[Dataset entries]
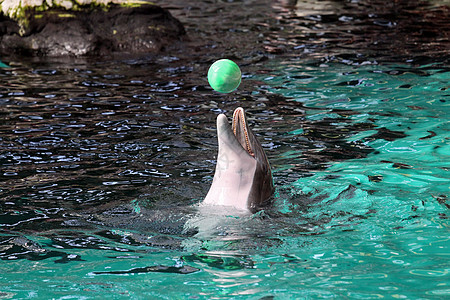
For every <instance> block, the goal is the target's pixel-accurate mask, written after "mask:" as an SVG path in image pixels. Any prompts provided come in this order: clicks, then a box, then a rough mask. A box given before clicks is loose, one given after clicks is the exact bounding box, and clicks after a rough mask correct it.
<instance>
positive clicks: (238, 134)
mask: <svg viewBox="0 0 450 300" xmlns="http://www.w3.org/2000/svg"><path fill="white" fill-rule="evenodd" d="M231 129H232V131H233V133H234V136H235V137H236V139H237V140H238V141H239V143H240V144H241V146H242V148H244V149H245V150H246V151H247V153H248V154H249V155H250V156H252V157H255V152H254V151H253V149H252V145H251V143H250V138H249V129H248V124H247V119H246V118H245V112H244V109H243V108H242V107H238V108H236V109H235V110H234V113H233V121H232V125H231ZM240 135H242V136H240Z"/></svg>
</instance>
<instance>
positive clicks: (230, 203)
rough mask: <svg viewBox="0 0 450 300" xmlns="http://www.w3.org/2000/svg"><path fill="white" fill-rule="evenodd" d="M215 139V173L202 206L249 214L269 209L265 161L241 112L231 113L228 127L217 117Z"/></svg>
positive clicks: (267, 163)
mask: <svg viewBox="0 0 450 300" xmlns="http://www.w3.org/2000/svg"><path fill="white" fill-rule="evenodd" d="M217 138H218V141H219V153H218V155H217V163H216V172H215V173H214V179H213V183H212V185H211V187H210V189H209V192H208V194H207V195H206V197H205V199H204V200H203V203H204V204H208V205H223V206H231V207H234V208H237V209H240V210H246V211H250V212H251V213H255V212H257V211H259V210H261V209H263V208H264V207H266V206H268V205H270V203H271V198H272V194H273V192H274V187H273V179H272V172H271V170H270V165H269V161H268V160H267V157H266V154H265V153H264V150H263V148H262V146H261V144H260V143H259V141H258V140H257V139H256V137H255V136H254V134H253V133H252V131H251V130H250V128H249V127H248V123H247V119H246V117H245V112H244V109H243V108H241V107H238V108H237V109H236V110H235V111H234V113H233V121H232V125H231V126H230V124H229V123H228V120H227V117H226V116H225V115H224V114H220V115H218V116H217Z"/></svg>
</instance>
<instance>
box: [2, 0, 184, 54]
mask: <svg viewBox="0 0 450 300" xmlns="http://www.w3.org/2000/svg"><path fill="white" fill-rule="evenodd" d="M30 2H31V3H30ZM117 2H119V3H117ZM39 3H40V5H38V4H39ZM49 3H50V5H49ZM0 4H1V9H2V12H0V56H9V55H34V56H96V55H111V54H137V53H158V52H160V51H162V50H164V49H165V48H166V47H168V46H171V45H173V44H174V43H176V42H178V41H180V40H181V39H182V37H183V36H184V35H185V30H184V27H183V25H182V24H181V23H180V22H179V21H178V20H177V19H175V18H174V17H173V16H172V15H171V14H170V13H169V12H168V11H167V10H165V9H163V8H161V7H159V6H156V5H152V4H148V3H146V2H139V3H136V2H133V3H130V2H123V1H117V0H116V3H113V2H105V1H104V0H102V2H94V1H88V0H78V1H76V0H65V1H60V2H59V3H55V0H54V1H53V2H51V1H48V0H47V1H46V0H4V1H1V2H0ZM13 4H15V6H14V5H13Z"/></svg>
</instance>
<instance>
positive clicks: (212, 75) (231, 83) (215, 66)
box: [208, 59, 241, 93]
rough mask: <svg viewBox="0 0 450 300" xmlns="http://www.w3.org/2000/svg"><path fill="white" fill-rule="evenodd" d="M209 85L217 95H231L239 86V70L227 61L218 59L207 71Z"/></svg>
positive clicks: (229, 60) (240, 70)
mask: <svg viewBox="0 0 450 300" xmlns="http://www.w3.org/2000/svg"><path fill="white" fill-rule="evenodd" d="M208 82H209V85H210V86H211V87H212V88H213V89H214V90H216V91H218V92H219V93H231V92H232V91H234V90H235V89H237V88H238V86H239V84H241V70H240V69H239V66H238V65H237V64H236V63H235V62H234V61H231V60H229V59H220V60H218V61H216V62H215V63H213V64H212V65H211V67H209V70H208Z"/></svg>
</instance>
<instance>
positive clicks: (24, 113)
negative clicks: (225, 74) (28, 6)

• Required action:
Locate the lines above that hold the word "rough". Show every one of them.

• Written answer:
For every <instance> block, the goal is the target's pixel-accurate mask, written after "mask:" as an SVG path in image pixels. Any prompts provided come in this order: clicks, then a box, then a rough mask. A box given before clicks is loose, one given after clicks is the exact bounding box, and clicks after a rough mask correct it.
rough mask: <svg viewBox="0 0 450 300" xmlns="http://www.w3.org/2000/svg"><path fill="white" fill-rule="evenodd" d="M215 139V173L202 206L249 214L269 209L265 161L241 112L231 113L228 127L217 117Z"/></svg>
rough mask: <svg viewBox="0 0 450 300" xmlns="http://www.w3.org/2000/svg"><path fill="white" fill-rule="evenodd" d="M209 85L217 95H231L239 86V70L227 61L218 59L207 71Z"/></svg>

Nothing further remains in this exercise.